Requirement 1: Determine whether each of the following statements agrees with the passage on red-shift, answering yes or no and quoting the words of the passage that decide it. (a) Things moving away from the observer have their wavelengths stretched. (b) Aboard a ship at relativistic speed, everything ahead of the ship would appear red-shifted. (c) The ring of normal-looking light lies in directions parallel to the axis of travel.
Requirement 2: Print the three entries that follow the passage on red-shift, reproducing each one character for character.

On 5/5/2022 8:15 PM, MitchAlsup wrote:
> On Thursday, May 5, 2022 at 7:39:32 PM UTC-5, robf...@gmail.com wrote:
>>> If it were passing faster with distance, it would blue-shift. Red-shift
>>> would imply that time slows down with distance.
>> More units of time per wavelength equals a lower frequency. I think
>> it would result in apparent red-shifting to the remote observer. Point
>> is I believe that time may not pass at the same rate everywhere at
>> cosmic distances. It could explain some things.

If observing a point where time was moving faster (relative to the
observer), there would be a higher density of photons, at higher energy
levels, leading to a blue-shift.

This would be similar to if that point was rapidly approaching and
effectively compressing the time as seen from the observer.

For things that are moving away, time appears to be moving slower
(relative to the observer), so the wavelengths stretch, hence red-shift.

Similarly, assume one were traveling at relativistic speeds (presumably
inside a spaceship of some sort).

So, say, ~ 0.5 to 0.95c:
Everything ahead of the ship would appear to be moving faster relative
to the observer (and blue-shifted), whereas everything behind the ship
would appear slower (and red-shifted), with a ring of "normal looking"
light in directions perpendicular to the axis of travel (gradually
moving forward and shrinking as speed increases, *1).

Raw data:
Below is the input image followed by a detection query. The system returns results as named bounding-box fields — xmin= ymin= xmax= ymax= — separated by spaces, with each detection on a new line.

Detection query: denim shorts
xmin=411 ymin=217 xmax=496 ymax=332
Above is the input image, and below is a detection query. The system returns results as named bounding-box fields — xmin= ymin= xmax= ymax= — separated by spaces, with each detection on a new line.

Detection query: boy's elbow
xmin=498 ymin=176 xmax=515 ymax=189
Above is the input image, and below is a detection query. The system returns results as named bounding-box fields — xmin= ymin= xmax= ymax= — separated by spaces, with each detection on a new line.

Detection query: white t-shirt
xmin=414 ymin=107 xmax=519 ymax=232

Exercise solution 1:
(a) Yes: "so the wavelengths stretch, hence red-shift."
(b) No: "Everything ahead of the ship would appear to be moving faster relative to the observer (and blue-shifted)"
(c) No: "in directions perpendicular to the axis of travel"

Exercise solution 2:
Below is the input image followed by a detection query. The system returns results as named bounding-box fields — xmin= ymin= xmax= ymax= — separated by spaces, with each detection on a new line.

Detection query: denim shorts
xmin=411 ymin=217 xmax=496 ymax=332
Above is the input image, and below is a detection query. The system returns results as named bounding-box fields — xmin= ymin= xmax= ymax= — separated by spaces, with each detection on a new line.

Detection query: boy's elbow
xmin=498 ymin=176 xmax=515 ymax=189
Above is the input image, and below is a detection query. The system returns results as named bounding-box fields — xmin= ymin= xmax= ymax= — separated by spaces, with each detection on a new line.

Detection query: white t-shirt
xmin=414 ymin=107 xmax=519 ymax=232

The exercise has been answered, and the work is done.